- Problem description:
Reproduce every line of the records below, requests included, and shift each point coordinate in the answers by adding 95 to it. Keep the numbers in the requests and their format samples unchanged, and leave the pictures out.

- Input material:
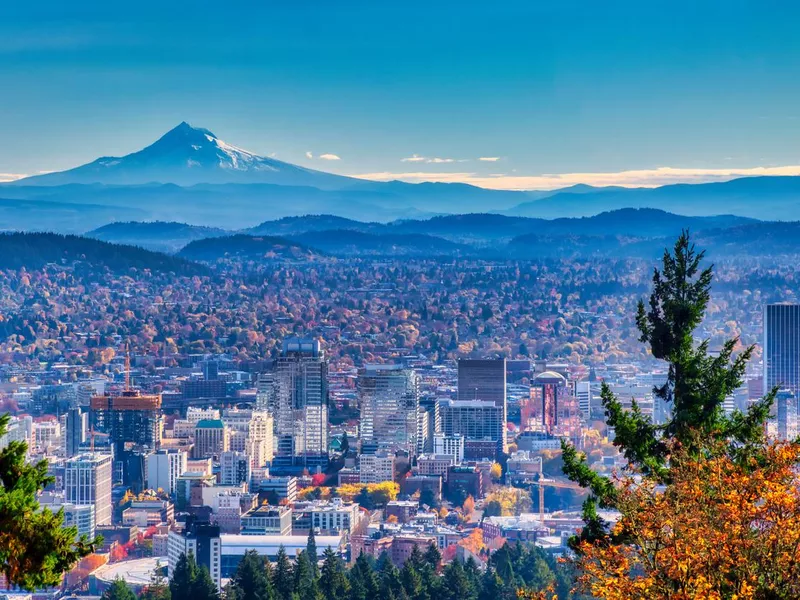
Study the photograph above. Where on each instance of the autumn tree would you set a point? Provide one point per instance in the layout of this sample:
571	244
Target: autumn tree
697	384
35	547
723	528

- Complete answer:
Study the photograph above. Where on each instance of the autumn tree would you set a point? Provide one point per instance in the layout of this sample:
571	244
Target: autumn tree
792	479
130	642
818	623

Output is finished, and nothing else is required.